TASK STATEMENT => Rewrite the records from their start through the line holding "604,632,815,896", inclusive, switching "pine" to "spruce" and keeping everything else the same. Leave the pictures out of the answer.

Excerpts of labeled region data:
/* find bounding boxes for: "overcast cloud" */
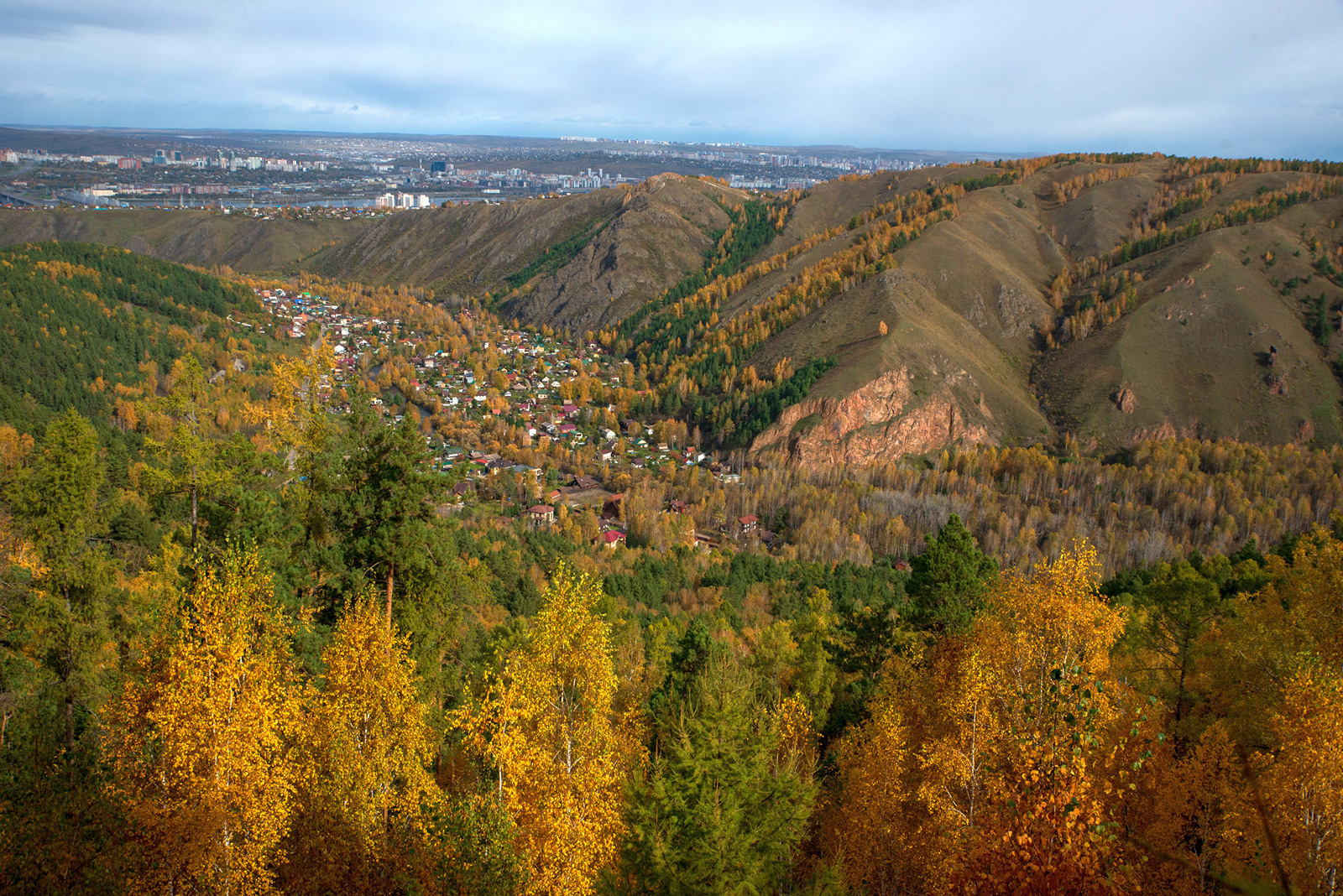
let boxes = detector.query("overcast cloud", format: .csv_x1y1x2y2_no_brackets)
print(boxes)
0,0,1343,159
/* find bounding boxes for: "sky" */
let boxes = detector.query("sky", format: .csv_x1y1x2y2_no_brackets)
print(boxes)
0,0,1343,159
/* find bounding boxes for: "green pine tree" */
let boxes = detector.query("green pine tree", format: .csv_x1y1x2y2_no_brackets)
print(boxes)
907,513,998,632
604,632,815,896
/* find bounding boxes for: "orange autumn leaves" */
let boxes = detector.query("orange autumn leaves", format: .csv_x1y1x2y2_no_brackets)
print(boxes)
458,563,638,896
823,547,1132,893
817,533,1343,894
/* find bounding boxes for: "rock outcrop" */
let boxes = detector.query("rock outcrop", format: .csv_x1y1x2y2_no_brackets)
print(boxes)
750,367,994,470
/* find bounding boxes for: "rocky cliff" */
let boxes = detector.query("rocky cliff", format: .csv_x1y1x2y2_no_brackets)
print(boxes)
750,367,996,470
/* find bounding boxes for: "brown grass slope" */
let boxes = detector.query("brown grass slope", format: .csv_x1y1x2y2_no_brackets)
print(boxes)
752,157,1343,466
1037,194,1343,445
0,208,364,273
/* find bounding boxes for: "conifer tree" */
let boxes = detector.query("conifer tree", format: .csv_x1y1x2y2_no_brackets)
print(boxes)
607,630,815,894
907,513,998,632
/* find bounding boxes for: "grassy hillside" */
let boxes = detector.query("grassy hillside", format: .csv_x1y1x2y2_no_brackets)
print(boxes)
10,154,1343,461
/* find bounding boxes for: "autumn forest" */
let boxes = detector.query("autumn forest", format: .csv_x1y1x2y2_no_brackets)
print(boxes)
0,155,1343,896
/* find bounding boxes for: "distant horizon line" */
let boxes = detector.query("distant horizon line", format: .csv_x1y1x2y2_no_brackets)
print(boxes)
0,122,1048,159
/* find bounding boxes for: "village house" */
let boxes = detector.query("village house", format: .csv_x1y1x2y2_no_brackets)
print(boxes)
526,504,555,529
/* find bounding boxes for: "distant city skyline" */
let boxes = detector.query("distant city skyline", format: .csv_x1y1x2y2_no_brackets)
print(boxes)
0,0,1343,159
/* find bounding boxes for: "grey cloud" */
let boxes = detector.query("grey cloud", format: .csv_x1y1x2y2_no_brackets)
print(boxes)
0,0,1343,159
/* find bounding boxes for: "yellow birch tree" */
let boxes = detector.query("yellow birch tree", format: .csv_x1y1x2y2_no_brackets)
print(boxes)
284,596,436,893
458,563,634,896
103,549,298,896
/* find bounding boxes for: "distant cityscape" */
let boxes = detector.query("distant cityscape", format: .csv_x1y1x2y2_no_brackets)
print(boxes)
0,130,956,211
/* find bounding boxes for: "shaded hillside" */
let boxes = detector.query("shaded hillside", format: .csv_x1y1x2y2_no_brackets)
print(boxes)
0,208,367,273
692,157,1343,466
10,154,1343,466
0,242,260,430
307,175,745,331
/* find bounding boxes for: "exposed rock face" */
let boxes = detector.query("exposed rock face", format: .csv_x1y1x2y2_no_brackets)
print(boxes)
750,367,992,470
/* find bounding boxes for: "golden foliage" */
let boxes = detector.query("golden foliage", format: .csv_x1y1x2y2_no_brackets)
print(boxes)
103,550,298,893
458,563,634,896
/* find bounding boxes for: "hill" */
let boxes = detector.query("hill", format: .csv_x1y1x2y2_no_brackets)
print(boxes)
0,208,367,273
8,154,1343,466
0,242,269,430
305,175,747,333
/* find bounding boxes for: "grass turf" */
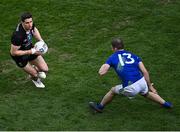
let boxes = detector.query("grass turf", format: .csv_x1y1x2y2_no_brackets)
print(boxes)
0,0,180,131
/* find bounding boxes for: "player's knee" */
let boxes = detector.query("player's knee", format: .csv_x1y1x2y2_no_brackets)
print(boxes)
110,87,117,94
30,70,38,77
41,67,49,73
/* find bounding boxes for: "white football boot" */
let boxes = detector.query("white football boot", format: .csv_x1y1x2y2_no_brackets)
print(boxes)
32,78,45,88
38,72,46,79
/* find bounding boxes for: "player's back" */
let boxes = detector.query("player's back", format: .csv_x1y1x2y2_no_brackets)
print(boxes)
107,50,142,87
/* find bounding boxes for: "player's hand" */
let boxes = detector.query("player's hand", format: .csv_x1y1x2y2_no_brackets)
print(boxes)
34,51,42,55
149,83,158,94
31,48,42,55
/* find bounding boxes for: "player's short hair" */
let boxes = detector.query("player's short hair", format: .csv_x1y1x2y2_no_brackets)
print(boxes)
111,38,124,49
21,12,32,22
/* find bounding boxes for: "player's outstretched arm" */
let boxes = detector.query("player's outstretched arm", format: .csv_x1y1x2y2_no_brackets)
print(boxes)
33,27,43,41
139,62,157,94
10,44,35,56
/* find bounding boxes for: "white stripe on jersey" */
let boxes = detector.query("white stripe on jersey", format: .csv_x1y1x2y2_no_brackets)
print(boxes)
16,23,20,31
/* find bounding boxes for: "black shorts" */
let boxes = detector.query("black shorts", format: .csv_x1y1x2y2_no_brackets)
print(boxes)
11,55,38,68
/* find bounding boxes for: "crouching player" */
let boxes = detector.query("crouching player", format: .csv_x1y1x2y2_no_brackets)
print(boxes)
89,39,172,112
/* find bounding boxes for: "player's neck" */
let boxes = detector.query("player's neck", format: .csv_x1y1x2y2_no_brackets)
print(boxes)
22,24,30,32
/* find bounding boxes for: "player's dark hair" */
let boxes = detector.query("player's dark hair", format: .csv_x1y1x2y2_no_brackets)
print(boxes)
111,38,124,49
21,12,32,22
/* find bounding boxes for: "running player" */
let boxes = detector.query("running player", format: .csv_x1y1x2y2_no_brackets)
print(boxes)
89,39,172,112
10,12,48,88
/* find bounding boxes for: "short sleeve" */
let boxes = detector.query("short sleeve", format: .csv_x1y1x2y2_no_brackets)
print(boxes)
11,32,23,46
136,56,142,63
105,57,112,66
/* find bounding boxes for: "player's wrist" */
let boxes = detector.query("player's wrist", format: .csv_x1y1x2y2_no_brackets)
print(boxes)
31,48,36,55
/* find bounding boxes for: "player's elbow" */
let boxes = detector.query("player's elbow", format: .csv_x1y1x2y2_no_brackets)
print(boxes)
99,71,105,76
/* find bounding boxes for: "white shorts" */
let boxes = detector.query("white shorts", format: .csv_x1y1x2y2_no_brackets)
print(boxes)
114,77,148,97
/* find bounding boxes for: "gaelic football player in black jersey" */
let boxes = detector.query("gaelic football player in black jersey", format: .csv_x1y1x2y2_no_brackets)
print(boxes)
10,13,48,88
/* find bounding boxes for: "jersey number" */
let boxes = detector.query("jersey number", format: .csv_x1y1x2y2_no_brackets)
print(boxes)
118,53,135,66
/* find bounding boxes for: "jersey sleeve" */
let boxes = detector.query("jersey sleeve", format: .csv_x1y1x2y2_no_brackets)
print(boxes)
136,56,142,63
105,57,112,66
11,32,23,46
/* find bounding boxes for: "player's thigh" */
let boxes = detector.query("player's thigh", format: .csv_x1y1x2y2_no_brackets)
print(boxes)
22,63,37,77
30,55,48,72
123,85,141,97
111,84,124,94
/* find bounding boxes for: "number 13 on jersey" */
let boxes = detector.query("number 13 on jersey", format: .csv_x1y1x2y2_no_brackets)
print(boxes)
118,53,135,66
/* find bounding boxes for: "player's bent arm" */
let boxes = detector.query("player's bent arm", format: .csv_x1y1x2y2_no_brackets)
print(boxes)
139,62,151,86
99,64,110,76
33,27,43,41
139,62,157,93
10,44,34,56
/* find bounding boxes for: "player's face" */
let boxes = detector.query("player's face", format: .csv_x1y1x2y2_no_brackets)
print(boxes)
22,18,33,31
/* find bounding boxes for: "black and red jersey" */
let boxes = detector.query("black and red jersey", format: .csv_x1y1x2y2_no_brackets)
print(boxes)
11,23,35,50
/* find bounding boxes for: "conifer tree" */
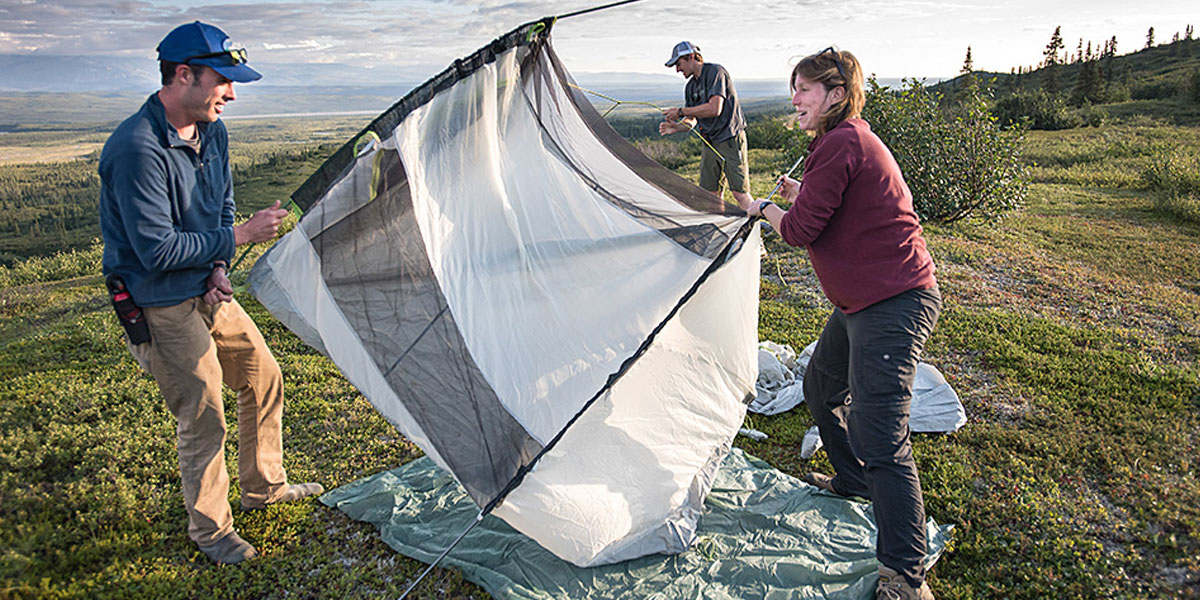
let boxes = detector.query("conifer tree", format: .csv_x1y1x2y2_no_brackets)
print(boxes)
959,46,979,97
1042,25,1063,96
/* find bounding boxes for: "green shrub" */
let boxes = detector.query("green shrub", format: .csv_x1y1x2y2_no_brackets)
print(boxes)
863,79,1030,223
634,136,701,169
1129,78,1183,100
1141,151,1200,223
995,90,1081,131
1075,102,1109,127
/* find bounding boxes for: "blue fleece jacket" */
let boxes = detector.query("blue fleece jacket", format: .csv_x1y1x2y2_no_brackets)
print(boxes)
100,94,234,306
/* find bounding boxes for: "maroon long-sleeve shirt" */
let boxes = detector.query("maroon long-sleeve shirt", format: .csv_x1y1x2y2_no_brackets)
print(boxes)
779,119,937,313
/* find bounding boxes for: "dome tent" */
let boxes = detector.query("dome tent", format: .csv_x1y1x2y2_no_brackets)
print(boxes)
250,19,761,566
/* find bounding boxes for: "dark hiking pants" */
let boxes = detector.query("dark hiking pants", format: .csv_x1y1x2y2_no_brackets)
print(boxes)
804,288,942,586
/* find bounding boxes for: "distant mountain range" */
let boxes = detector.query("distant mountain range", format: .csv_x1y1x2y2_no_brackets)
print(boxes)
0,54,912,126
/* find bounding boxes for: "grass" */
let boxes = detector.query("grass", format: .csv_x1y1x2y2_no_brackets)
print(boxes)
0,119,1200,599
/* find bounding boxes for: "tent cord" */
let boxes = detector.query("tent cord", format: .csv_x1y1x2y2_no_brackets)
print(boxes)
554,0,641,19
566,82,725,164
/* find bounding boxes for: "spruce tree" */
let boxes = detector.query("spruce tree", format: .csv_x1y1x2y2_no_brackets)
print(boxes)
959,46,979,97
1042,25,1063,96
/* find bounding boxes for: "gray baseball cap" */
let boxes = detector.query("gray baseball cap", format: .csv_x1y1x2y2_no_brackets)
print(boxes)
666,42,700,67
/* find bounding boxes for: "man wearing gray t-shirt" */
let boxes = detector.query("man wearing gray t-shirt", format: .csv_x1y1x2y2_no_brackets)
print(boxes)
659,42,751,205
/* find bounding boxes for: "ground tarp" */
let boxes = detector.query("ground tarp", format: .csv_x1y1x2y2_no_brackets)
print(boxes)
322,449,953,600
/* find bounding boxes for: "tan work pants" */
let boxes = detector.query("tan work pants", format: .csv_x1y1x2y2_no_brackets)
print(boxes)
126,298,287,546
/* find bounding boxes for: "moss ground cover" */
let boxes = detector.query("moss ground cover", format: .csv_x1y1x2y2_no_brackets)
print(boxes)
0,120,1200,599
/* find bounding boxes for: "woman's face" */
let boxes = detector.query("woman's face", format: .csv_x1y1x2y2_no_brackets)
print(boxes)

TASK RESPONSE =>
/* find bounding boxes for: "overcast cloud" */
let boxes = detector.query("overcast cloud", format: .csv_x1y1x2y2_no_brackets)
print(boxes)
0,0,1343,159
/* find bounding boxes for: "sky" */
let boxes = detector.query("sky", format: .csv_x1y1x2y2_no_brackets)
print(boxes)
0,0,1343,159
/* find bounding boxes for: "green spruce tree" */
let boxes = detector.query("green spruce tree", format: .csv_x1y1x2y2_no_brackets)
print(boxes)
907,513,998,632
604,632,815,896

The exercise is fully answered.